• **Text to read**:
* BEGIN *
Sure, I purchased from RLD Hobbies (http://www.rldhobbies.com/).  They had a booth at Trainfest in Milwaukee back in November, and had some great prices on nearly everything.  After a purchase they handed me a flyer about the pre-release pricing of this track and it was too good to pass up.

Unfortunately, now that it is "in stock", the price has gone up considerably, at least on their website.  But compared to what other brass rail is going for, I think it is still reasonably priced.  The only other website I've seen it on is St Aubin's.


Scott


----------



## Dave F (Jan 2, 2008)

When they call this stuff "flex" track, just how flexy is it? Is it whippy like HO & N flex or is it liks Aristo & USA where you can shape it with a track bender like the Train-Li ?


----------



## ScottyB (Jan 14, 2008)

Dave, 

It is surprisingly flexible. With just two hands (and the help of a tummy, knee, or foot in the middle), I am able to easily bend the track tighter than an 8' diameter curve (the smallest I have to measure against) - perhaps as tight as 6' diameter. It will naturally want to spring back to straight, but if it is secured to some sort of foundation, no rail bender is necessary. It is not as easy as Atlas HO track, but remarkably close. 

I bought a Lindsay rail bender, but with this track, I won't even need it since my track is secured to plywood indoors. For floating in ballast outdoors, I would guess a rail bender might still be needed to hold the track in a permanent curve. 

Hope that helps! 
Scott


----------



## WarEagle90 (Jan 3, 2008)

Thanks for the info on the Accucraft track.  I just ordered 2 cases from RLD Hobbies.  Not quite as cheap as your purchase but still less than $3.50/ft w/o shipping.  That's a steal compared to Aristo or USAT.  I spoke with RLD this morning and they said it was in stock and would ship today.

Dan


----------



## Dave F (Jan 2, 2008)

Oops.. my bad.. see below..


----------



## Dave F (Jan 2, 2008)

Dan. when it arrives, give us some feedback on your impressions. I've got a bonus check coming at the end of Feb, I might just be placing an order for two cases..


----------



## WarEagle90 (Jan 3, 2008)

Dave,

Will do.  I got a shipping confirmation and tracking number just before lunch this morning.  It should be in my hands tuesday or wednesday .  I have some Aristo code 332 that I can compare it to.  I'll post an update when it arrives.

Dan


----------



## WarEagle90 (Jan 3, 2008)

UPS delivered my order of Accucraft Code 332 track today.  Based upon my uneducated inspection, the track looks quite similar to Aristo code 332.  There is a slight variation in the width of the rail, but it is very small.  The track seems easy to flex, but as Scott mentioned in an earlier post it will probably take a rail bender or some method to restrict the track from straightening back out.  I agree with Scott's earlier observations concerning the rail joiners, although, due to the cost of good rail joiners, I plan to solder all my joints instead of using rail joiners.

Here are a few photos I took. BTW I do not claim to be a photographer. 

I hope this link works!!



















The center rail is Aristo.
* END *
• **Short problem 1**:
In the forum thread about Accucraft track, translate this sentence into Spanish: "It will naturally want to spring back to straight, but if it is secured to some sort of foundation, no rail bender is necessary."
• **Short problem 2**:
Quote the forum thread about Accucraft track from "I bought a Lindsay" to "a permanent curve.".

• **Record extracts**:
* BEGIN *
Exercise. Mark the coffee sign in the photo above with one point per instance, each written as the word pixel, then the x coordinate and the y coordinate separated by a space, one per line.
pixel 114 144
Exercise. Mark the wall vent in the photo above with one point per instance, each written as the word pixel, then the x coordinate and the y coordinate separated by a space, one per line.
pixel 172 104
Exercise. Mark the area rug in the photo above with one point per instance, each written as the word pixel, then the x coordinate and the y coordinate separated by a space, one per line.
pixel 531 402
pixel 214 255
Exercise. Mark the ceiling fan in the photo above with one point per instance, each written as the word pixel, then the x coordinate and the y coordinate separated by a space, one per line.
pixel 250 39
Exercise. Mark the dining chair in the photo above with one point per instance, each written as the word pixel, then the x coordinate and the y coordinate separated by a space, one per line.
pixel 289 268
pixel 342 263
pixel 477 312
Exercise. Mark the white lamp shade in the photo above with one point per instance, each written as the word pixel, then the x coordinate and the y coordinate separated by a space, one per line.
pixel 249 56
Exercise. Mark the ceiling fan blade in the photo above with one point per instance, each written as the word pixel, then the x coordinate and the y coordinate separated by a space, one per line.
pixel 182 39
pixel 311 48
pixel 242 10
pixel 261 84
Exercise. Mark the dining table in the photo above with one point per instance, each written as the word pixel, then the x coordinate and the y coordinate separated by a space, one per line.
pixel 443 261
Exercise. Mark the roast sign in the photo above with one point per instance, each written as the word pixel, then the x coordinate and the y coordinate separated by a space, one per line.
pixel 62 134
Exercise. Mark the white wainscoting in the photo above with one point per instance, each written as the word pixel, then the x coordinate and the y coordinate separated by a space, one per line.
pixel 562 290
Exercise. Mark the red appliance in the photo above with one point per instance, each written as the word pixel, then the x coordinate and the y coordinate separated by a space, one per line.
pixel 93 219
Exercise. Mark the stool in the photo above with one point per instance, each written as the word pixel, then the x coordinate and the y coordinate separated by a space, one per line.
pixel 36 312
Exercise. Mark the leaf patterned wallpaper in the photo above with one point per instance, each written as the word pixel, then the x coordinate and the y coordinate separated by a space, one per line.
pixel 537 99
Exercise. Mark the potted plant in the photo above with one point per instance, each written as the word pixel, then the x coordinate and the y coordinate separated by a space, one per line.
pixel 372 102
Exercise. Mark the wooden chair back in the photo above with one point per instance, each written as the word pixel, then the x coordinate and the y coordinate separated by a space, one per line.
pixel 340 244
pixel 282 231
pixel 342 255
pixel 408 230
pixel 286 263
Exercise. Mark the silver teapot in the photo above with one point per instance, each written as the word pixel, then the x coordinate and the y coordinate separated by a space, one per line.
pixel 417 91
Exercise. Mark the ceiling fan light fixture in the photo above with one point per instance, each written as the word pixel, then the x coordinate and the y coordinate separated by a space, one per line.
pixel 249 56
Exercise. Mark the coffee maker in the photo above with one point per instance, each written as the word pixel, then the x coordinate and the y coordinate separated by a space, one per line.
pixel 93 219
* END *
* BEGIN *
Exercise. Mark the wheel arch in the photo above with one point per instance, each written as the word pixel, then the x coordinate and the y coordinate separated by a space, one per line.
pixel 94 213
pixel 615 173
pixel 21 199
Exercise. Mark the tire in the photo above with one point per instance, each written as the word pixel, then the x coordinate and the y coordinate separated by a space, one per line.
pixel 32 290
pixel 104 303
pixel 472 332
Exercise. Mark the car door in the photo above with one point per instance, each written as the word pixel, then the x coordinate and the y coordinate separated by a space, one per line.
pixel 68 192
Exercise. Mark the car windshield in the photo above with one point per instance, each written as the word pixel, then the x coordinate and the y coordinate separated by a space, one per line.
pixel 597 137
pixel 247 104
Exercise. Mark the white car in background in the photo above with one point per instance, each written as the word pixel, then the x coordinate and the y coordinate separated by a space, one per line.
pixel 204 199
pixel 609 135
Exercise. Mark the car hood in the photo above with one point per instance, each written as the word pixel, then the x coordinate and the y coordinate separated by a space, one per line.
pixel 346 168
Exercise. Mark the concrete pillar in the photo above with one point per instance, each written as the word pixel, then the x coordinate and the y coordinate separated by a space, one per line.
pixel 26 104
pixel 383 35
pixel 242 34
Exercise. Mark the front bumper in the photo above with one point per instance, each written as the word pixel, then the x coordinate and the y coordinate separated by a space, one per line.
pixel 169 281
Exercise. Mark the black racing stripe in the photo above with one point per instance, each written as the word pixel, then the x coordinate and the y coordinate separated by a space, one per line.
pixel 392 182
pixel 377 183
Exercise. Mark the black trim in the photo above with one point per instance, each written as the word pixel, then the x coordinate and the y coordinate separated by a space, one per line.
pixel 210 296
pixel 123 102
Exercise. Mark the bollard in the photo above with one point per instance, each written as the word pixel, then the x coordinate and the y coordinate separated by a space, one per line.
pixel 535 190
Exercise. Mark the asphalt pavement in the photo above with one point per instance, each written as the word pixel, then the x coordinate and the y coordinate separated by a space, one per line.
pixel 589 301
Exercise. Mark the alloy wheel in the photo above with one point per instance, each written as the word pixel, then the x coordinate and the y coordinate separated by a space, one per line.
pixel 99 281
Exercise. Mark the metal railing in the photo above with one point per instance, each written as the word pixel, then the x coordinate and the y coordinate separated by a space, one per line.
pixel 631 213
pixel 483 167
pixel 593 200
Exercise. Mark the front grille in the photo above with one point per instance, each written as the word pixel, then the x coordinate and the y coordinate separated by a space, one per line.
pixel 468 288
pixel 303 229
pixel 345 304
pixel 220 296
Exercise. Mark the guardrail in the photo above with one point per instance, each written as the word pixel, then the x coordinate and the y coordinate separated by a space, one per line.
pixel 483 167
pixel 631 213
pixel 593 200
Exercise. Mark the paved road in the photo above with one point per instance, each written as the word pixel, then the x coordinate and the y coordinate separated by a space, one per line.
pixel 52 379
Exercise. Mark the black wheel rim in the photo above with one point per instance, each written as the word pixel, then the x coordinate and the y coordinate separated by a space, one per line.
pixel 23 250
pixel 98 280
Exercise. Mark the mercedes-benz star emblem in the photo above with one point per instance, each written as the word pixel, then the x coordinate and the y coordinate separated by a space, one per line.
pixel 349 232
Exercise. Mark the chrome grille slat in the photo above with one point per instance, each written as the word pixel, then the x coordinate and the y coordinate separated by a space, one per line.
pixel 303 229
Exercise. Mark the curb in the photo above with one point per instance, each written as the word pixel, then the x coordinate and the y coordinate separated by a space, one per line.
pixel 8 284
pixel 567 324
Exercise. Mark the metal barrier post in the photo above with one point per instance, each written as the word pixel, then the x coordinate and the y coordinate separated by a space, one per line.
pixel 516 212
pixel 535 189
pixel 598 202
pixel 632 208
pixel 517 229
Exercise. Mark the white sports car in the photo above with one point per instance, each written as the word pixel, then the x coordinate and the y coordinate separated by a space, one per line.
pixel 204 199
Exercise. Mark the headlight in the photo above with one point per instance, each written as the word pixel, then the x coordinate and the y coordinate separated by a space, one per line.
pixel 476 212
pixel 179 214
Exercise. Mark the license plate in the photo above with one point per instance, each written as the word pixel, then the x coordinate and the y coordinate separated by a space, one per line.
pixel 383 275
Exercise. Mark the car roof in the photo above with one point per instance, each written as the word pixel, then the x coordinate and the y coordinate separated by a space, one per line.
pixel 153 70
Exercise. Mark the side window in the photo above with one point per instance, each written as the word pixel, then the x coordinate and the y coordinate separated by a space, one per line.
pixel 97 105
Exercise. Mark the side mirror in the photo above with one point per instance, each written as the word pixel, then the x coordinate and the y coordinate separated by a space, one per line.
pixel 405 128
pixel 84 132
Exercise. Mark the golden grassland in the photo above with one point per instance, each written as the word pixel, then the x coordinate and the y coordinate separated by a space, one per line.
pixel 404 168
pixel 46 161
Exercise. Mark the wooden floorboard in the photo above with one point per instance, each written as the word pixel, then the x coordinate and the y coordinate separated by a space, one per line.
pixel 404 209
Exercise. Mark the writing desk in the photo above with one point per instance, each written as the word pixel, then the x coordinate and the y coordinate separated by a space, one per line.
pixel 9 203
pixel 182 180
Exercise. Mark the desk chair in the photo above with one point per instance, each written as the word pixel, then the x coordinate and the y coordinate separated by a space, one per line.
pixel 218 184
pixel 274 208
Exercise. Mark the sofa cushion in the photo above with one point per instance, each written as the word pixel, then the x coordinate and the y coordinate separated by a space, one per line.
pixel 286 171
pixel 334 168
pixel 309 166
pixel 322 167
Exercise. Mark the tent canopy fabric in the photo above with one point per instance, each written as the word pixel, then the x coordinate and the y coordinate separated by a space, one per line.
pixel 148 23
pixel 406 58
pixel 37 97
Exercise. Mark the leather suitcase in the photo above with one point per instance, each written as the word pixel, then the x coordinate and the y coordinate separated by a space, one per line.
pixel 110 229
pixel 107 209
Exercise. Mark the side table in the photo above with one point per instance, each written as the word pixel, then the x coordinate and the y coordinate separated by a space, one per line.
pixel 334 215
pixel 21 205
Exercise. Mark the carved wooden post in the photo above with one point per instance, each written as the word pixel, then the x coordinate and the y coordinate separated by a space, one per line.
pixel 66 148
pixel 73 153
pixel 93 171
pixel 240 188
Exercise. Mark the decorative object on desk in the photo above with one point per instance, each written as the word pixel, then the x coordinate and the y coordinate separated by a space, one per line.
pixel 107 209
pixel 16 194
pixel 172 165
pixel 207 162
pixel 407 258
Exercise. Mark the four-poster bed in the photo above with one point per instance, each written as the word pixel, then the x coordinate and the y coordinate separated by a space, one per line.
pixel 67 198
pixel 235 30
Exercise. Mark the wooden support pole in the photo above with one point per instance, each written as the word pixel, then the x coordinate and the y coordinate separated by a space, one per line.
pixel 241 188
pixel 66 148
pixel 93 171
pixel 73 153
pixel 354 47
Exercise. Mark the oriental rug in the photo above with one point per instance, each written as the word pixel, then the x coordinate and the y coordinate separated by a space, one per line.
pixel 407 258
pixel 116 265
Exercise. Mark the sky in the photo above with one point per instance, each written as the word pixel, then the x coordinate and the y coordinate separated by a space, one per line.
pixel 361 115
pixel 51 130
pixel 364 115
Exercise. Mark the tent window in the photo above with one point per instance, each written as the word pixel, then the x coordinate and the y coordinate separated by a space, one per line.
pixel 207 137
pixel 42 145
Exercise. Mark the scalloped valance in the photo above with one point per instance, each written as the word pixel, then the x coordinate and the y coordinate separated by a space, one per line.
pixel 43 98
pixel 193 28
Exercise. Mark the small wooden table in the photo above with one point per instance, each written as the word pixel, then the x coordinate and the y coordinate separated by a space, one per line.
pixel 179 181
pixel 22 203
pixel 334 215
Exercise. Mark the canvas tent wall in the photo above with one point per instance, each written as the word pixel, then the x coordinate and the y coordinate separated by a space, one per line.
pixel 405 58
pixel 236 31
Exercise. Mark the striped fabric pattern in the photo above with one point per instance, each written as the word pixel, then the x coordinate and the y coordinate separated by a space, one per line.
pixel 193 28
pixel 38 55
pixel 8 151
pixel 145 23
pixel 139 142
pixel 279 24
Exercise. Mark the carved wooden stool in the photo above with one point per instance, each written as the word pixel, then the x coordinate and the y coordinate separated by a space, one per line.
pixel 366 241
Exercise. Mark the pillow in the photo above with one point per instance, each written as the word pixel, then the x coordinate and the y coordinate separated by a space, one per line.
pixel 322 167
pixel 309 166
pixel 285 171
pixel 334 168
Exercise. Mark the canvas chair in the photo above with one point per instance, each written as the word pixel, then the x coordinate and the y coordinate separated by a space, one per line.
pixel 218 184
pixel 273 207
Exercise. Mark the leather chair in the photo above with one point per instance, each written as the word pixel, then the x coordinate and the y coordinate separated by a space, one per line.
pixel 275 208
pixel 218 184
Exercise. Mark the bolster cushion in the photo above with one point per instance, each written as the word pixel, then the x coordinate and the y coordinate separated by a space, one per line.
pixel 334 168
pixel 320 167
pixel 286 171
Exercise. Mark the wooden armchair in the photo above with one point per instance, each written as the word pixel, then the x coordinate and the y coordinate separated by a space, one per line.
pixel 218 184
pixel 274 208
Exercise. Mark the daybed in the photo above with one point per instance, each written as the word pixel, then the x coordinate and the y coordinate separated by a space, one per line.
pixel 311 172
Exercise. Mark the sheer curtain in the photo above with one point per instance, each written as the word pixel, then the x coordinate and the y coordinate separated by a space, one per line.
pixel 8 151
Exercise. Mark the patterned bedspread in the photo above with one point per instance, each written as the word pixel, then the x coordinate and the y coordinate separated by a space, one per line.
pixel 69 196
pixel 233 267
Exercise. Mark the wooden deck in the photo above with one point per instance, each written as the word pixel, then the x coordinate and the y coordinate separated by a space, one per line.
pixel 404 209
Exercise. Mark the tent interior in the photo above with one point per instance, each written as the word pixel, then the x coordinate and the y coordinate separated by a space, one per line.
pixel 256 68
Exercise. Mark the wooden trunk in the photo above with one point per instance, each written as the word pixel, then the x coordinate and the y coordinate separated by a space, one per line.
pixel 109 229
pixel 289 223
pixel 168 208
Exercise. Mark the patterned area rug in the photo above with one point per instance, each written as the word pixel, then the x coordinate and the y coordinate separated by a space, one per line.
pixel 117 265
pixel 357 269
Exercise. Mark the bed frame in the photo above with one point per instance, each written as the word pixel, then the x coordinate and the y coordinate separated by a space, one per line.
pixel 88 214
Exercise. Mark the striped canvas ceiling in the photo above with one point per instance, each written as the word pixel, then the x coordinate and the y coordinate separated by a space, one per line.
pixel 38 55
* END *
• **Answer 1**:
Naturalmente tenderá a volver a quedar recta, pero si está fijada a algún tipo de base, no hace falta un curvador de rieles.

• **Answer 2**:
I bought a Lindsay rail bender, but with this track, I won't even need it since my track is secured to plywood indoors. For floating in ballast outdoors, I would guess a rail bender might still be needed to hold the track in a permanent curve.